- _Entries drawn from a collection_
※

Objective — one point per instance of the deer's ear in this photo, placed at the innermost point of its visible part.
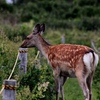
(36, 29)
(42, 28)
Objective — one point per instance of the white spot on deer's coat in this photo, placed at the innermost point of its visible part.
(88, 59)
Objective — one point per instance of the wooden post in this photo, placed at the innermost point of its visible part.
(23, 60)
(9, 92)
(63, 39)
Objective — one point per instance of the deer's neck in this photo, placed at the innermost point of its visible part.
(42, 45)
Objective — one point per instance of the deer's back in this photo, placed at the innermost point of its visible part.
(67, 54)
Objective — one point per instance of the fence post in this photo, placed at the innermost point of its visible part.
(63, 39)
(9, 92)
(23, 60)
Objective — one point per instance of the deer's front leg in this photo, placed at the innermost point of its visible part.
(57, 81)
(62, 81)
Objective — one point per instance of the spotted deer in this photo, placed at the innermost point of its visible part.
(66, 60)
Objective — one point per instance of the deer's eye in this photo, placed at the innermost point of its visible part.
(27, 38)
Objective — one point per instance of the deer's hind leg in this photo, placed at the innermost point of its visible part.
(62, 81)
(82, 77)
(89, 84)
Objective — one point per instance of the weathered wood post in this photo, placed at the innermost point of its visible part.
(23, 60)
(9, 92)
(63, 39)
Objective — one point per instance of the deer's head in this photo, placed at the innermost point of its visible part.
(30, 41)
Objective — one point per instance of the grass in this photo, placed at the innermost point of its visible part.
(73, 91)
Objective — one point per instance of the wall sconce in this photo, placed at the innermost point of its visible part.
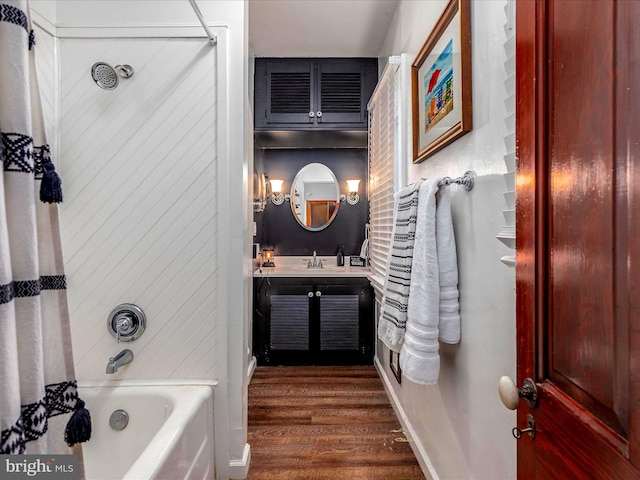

※

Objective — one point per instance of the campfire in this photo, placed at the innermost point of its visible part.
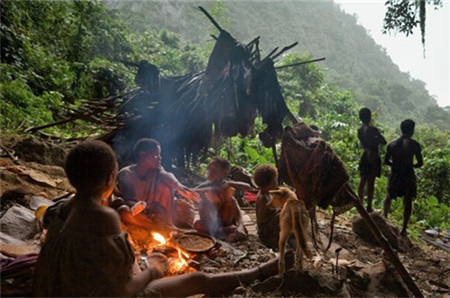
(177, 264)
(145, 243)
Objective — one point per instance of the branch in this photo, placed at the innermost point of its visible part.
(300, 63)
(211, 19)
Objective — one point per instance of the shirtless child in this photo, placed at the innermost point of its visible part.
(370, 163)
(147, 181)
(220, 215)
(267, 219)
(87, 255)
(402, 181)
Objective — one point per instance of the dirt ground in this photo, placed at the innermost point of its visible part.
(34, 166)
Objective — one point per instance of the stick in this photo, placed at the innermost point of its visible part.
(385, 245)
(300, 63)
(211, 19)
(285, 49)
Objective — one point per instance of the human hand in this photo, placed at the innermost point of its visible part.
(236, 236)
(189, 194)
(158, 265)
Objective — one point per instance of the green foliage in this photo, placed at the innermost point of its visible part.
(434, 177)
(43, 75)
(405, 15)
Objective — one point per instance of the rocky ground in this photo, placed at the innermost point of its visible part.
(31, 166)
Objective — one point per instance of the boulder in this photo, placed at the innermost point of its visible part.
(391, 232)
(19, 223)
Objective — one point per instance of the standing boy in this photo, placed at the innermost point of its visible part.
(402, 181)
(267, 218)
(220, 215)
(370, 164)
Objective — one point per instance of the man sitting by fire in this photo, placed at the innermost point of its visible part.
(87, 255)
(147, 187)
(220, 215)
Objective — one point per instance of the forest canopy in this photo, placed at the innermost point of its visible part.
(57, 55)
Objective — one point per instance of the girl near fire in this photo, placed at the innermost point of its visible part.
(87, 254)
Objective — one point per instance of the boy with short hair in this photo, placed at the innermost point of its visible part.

※

- _WORK TO COMPLETE_
How many lines of the entries above contain the string "post"? Uppercase and lowercase letters count as different, and the reply should be the number alone.

- _FINISHED ANSWER_
3